▶ **Exercise instructions**
1: Summarize the passage about PIC32 work and compiling Python in two sentences.
2: Copy the passage about PIC32 work and compiling Python from "I do not need" up to and including "in the future.".
3: Write the next part of the passage about PIC32 work and compiling Python, picking up after its final sentence.

I do not need to reproduce an account of my activities here, given that I wrote about the effort involved in getting started with the PIC32 earlier in the year, and subsequently described an unusual application of such a microcontroller that seemed to complement my retrocomputing interests. I have since tried to make that particular piece of work more robust, but deducing the actual behaviour of the hardware has been frustrating, the documentation can be vague when it needs to be accurate, and much of the community discussion is focused on proprietary products and specific software tools rather than techniques. Maybe this will finally push me towards investigating programmable logic solutions in the future.

Compiling a Python-like Language

As things actually happened, the above hardware activities were actually distractions from something I have been working on for a long time. But at this point in the article, this can be a diversion from all the things that seem to involve hardware or low-level software development. Many years ago, I started writing software in Python. Over the years since, alternative implementations of the Python language (the main implementation being CPython) have emerged and seen some use, some continuing to be developed to this day. But around fifteen years ago, it became a bit more common for people to consider whether Python could be compiled to something that runs more efficiently (and more quickly).

I followed some of these projects enthusiastically for a while. Starkiller promised compilation to C++ but never delivered any code for public consumption, although the associated academic thesis might have prompted the development of Shed Skin which does compile a particular style of Python program to C++ and is available as Free Software. Meanwhile, PyPy elevated to prominence the notion of writing a language and runtime library implementation in the language itself, previously seen with language technologies like Slang, used to implement Squeak/Smalltalk.

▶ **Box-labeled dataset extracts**
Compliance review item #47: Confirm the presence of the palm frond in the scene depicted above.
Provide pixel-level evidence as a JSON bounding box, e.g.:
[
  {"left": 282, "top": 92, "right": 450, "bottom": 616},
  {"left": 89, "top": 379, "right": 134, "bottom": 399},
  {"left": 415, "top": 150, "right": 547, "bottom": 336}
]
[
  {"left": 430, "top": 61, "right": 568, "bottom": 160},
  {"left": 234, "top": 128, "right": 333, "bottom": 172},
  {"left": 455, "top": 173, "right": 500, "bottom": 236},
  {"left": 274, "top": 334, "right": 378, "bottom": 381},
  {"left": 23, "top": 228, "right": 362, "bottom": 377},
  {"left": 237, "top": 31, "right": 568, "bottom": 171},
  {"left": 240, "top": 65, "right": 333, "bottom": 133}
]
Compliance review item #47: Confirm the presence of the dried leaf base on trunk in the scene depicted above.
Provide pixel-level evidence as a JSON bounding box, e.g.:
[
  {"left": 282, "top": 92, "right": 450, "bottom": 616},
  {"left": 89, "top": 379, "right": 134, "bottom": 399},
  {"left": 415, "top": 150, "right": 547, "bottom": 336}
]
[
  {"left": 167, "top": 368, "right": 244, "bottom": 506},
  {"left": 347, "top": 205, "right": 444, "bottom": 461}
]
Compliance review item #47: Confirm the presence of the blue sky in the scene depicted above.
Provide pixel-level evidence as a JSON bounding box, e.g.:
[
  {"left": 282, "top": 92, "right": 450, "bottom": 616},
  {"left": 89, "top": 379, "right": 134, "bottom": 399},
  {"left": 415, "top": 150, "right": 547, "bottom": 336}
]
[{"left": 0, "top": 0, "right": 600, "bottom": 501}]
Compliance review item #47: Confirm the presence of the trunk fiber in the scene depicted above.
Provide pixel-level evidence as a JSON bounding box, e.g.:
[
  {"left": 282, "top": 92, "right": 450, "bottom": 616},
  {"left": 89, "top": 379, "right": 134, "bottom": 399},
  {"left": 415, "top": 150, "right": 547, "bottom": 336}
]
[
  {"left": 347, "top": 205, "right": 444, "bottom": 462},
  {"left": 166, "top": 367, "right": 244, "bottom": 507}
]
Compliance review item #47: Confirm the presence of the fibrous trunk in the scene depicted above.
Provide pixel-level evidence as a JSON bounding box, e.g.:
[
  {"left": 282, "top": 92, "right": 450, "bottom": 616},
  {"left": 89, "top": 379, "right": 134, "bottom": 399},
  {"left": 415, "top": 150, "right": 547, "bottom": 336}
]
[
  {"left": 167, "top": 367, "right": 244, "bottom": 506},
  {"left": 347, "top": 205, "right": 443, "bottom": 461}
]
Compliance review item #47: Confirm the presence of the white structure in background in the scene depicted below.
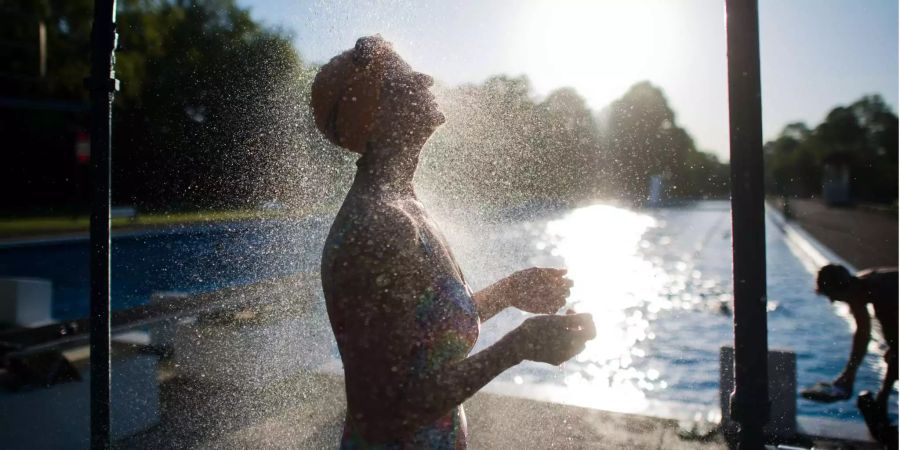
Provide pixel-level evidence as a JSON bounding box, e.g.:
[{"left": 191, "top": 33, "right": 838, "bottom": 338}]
[
  {"left": 0, "top": 278, "right": 159, "bottom": 448},
  {"left": 0, "top": 278, "right": 53, "bottom": 328},
  {"left": 647, "top": 175, "right": 663, "bottom": 207}
]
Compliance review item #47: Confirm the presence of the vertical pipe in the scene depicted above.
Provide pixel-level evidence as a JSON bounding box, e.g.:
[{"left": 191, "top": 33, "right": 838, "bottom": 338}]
[
  {"left": 38, "top": 20, "right": 47, "bottom": 78},
  {"left": 87, "top": 0, "right": 116, "bottom": 449},
  {"left": 725, "top": 0, "right": 769, "bottom": 449}
]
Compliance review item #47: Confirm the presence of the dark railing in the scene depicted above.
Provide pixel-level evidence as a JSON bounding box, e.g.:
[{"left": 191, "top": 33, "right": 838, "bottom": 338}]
[
  {"left": 87, "top": 0, "right": 117, "bottom": 449},
  {"left": 725, "top": 0, "right": 769, "bottom": 449}
]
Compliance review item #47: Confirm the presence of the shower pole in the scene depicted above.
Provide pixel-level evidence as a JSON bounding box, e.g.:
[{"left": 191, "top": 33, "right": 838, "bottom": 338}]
[
  {"left": 725, "top": 0, "right": 769, "bottom": 450},
  {"left": 85, "top": 0, "right": 119, "bottom": 449}
]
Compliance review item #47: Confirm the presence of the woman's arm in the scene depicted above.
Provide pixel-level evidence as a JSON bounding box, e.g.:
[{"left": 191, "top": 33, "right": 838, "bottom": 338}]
[
  {"left": 389, "top": 314, "right": 596, "bottom": 435},
  {"left": 834, "top": 304, "right": 872, "bottom": 389},
  {"left": 472, "top": 267, "right": 572, "bottom": 322},
  {"left": 472, "top": 278, "right": 509, "bottom": 322}
]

▶ **Results**
1: Efforts to make an earlier PIC32 project more robust have been frustrating because the hardware's behavior is hard to deduce, the documentation can be vague, and community discussion centers on proprietary products and specific tools. Those hardware activities were distractions from long-running work related to Python, a language whose compilation was pursued by projects such as Starkiller, Shed Skin, which compiles a particular style of Python program to C++, and PyPy, which implements a language in that same language.

2:
I do not need to reproduce an account of my activities here, given that I wrote about the effort involved in getting started with the PIC32 earlier in the year, and subsequently described an unusual application of such a microcontroller that seemed to complement my retrocomputing interests. I have since tried to make that particular piece of work more robust, but deducing the actual behaviour of the hardware has been frustrating, the documentation can be vague when it needs to be accurate, and much of the community discussion is focused on proprietary products and specific software tools rather than techniques. Maybe this will finally push me towards investigating programmable logic solutions in the future.

3:
Although other projects have also emerged and evolved to attempt the compilation of Python to lower-level languages (Pyrex, Cython, Nuitka, and so on), my interests have largely focused on the analysis of programs so that we may learn about their structure and behaviour before we attempt to run them, this alongside any benefits that might be had in compiling them to something potentially faster to execute. But my interests have also broadened to consider the evolution of the Python language since the point fifteen years ago when I first started to think about the analysis and compilation of Python. The near-mythical Python 3000 became a real thing in the form of the Python 3 development branch, introducing incompatibilities with Python 2 and fragmenting the community writing software in Python.

With the risk of perfectly usable software becoming neglected, its use actively (and destructively) discouraged, it becomes relevant to consider how one might take control of one’s software tools for long-term stability, where tools might be good for decades of use instead of constantly changing their behaviour and obliging their users to constantly change their software. I expressed some of my thoughts about this earlier in the year having finally reached a point where I might be able to reflect on the matter.

So, the result of a great deal of work, informed by experiences and conversations over the years related to previous projects of my own and those of others, is a language and toolchain called Lichen. This language resembles Python in many ways but does not try to be a Python implementation. The toolchain compiles programs to C which can then be compiled and executed like “normal” binaries. Programs can be trivially cross-compiled by any available C cross-compilers, too, which is something that always seems to be a struggle elsewhere in the software world. Unlike other Python compilers or implementations, it does not use CPython’s libraries, nor does it generate in “longhand” the work done by the CPython virtual machine.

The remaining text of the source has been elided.